# Tahiti Charters



## Poobah (Mar 24, 2007)

We will be at the Bali Hai, Moorea in March 2008 and were thinking of looking into a sailboat charter w/captain and cook. :whoopie: 

Anyone done that recently? Recomendations?

Cheers,

Paul


----------



## Pat H (Mar 24, 2007)

Sounds like someone is REALLY going to enjoy retirement!


----------



## Poobah (Mar 24, 2007)

*Retirement*

Pat,

You betcha Baby!!!!:whoopie: 

My last day of work is 30 March! Tahiti has been on our To Do List forever.

Cheers,

Paul


----------



## Dottie (Mar 24, 2007)

Hi
We did that on our retirement present to ourselves or I should say we tried to do it.  I think the outfit was Captain Cook.  We never did the sail and I think it speaks highly of them.  The night before we were to sail, the captain called and said he was willing to go ahead with the plan, but the seas were forcast to be very high and I had told him I have a bit of a motion problem.  He gave us our choice.  We elected to cancel the sail and fly.  We were out no money tho sorry not to have been able to do the sail.  However, we did have a wonderful trip spending 28 days at 4 islands.  Maybe the highlight was riding up to Hotel Bora Bora (I think on Riataea) when the ceiling of the lobby was still smoking after a fire the day prior.  They bumped us from a crappy garden unit to a somewhat falling apart over water bungelow.  It was fun.  This was all about 15 years ago, but I suggest being willing to go with the unexpected and having a great trip as we did.  We did stay at the Bali Hai timeshare a week.  It was somewhat doudy, but again a unique fun experience where we made some great aussie friends.

Dottie


----------



## 4smkj4 (Jan 21, 2009)

Poobah said:


> We will be at the Bali Hai, Moorea in March 2008 and were thinking of looking into a sailboat charter w/captain and cook. :whoopie:
> 
> Anyone done that recently? Recomendations?
> 
> ...


I highly recommend a week cruise on the Paul Gauguin. Outstanding service, food, accomodations, all inclusive and plenty to do. You don't feel like your on a cattle boat. The crew/passenger ratio is close to 1/1.
Sailing is great if you know you like it but its not everyones cup of tea. And its hard to know if you are going to have a GOOD Captain.  We were on the new year cruise 06-07. Dave


----------

**Data rows**.
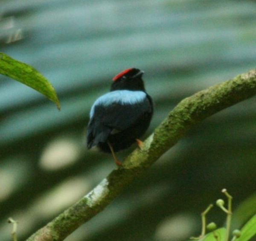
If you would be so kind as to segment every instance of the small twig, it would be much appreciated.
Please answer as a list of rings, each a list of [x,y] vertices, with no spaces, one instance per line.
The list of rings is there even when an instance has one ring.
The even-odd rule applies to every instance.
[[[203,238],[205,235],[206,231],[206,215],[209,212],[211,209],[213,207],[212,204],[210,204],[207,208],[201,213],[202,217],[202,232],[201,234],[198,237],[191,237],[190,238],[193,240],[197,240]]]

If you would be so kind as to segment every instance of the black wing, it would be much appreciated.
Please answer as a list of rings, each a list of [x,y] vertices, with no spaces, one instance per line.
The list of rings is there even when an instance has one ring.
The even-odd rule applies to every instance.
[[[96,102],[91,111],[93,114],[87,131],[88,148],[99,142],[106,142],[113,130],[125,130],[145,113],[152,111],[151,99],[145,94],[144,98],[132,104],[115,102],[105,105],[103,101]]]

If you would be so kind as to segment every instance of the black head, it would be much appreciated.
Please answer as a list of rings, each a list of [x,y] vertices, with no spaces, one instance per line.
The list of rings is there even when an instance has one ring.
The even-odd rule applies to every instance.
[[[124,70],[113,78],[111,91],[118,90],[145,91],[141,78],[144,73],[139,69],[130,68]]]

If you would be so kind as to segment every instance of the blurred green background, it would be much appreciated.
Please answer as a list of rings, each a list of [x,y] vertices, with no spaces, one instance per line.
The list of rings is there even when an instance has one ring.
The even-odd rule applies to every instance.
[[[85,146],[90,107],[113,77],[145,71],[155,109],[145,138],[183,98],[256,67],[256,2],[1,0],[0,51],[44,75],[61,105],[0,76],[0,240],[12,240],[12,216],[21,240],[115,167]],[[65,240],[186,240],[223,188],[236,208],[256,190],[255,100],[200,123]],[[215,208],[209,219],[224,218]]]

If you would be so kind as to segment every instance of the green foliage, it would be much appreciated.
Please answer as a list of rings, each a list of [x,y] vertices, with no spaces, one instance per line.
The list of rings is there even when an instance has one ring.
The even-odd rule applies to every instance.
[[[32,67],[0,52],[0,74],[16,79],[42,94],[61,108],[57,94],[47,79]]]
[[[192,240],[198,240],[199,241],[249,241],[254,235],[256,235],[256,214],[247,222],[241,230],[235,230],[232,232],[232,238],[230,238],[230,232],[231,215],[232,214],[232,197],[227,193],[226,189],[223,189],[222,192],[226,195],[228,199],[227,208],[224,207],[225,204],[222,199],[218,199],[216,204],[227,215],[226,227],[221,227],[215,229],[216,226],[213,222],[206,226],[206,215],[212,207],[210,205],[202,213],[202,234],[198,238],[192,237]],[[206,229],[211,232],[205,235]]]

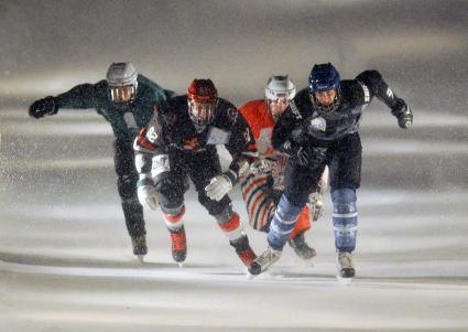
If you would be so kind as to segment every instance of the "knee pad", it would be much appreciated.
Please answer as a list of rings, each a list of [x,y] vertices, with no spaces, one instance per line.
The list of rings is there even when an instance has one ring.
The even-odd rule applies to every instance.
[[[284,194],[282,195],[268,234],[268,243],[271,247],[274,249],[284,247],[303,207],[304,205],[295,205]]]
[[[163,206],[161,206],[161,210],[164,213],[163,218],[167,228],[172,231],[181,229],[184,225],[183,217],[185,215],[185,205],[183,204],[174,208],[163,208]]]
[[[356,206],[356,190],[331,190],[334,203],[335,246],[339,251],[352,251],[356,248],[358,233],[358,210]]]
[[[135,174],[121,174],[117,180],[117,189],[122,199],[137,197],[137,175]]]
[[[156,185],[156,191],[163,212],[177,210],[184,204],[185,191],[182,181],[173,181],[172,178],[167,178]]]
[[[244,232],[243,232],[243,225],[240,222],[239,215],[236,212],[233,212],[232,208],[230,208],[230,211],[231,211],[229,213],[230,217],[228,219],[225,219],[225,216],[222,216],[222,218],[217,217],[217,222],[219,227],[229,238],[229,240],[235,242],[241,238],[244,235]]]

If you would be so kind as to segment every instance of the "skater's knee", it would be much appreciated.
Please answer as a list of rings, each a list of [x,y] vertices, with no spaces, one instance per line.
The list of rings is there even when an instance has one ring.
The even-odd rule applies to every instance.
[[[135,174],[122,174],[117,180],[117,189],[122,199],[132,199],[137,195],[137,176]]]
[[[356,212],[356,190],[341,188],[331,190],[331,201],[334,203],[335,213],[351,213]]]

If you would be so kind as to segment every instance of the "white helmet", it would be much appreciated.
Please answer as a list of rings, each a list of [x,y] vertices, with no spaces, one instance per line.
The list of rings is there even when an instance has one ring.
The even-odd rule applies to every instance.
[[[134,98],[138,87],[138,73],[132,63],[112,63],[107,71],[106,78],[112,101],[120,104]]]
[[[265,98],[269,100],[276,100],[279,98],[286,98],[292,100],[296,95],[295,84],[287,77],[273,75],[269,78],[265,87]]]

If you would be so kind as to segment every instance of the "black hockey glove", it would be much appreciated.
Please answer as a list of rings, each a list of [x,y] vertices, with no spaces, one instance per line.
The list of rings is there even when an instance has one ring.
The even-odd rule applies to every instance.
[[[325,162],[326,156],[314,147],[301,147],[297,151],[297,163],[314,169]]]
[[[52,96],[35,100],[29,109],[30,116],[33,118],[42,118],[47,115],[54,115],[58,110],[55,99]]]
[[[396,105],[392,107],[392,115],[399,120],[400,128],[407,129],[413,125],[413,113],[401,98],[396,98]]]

**What to do**. Transcribe the portion of the Tahiti charters thread between "## 4smkj4 (Jan" and "close to 1/1.", inclusive.

**The answer**.
## 4smkj4 (Jan 21, 2009)

Poobah said:


> We will be at the Bali Hai, Moorea in March 2008 and were thinking of looking into a sailboat charter w/captain and cook. :whoopie:
> 
> Anyone done that recently? Recomendations?
> 
> ...


I highly recommend a week cruise on the Paul Gauguin. Outstanding service, food, accomodations, all inclusive and plenty to do. You don't feel like your on a cattle boat. The crew/passenger ratio is close to 1/1.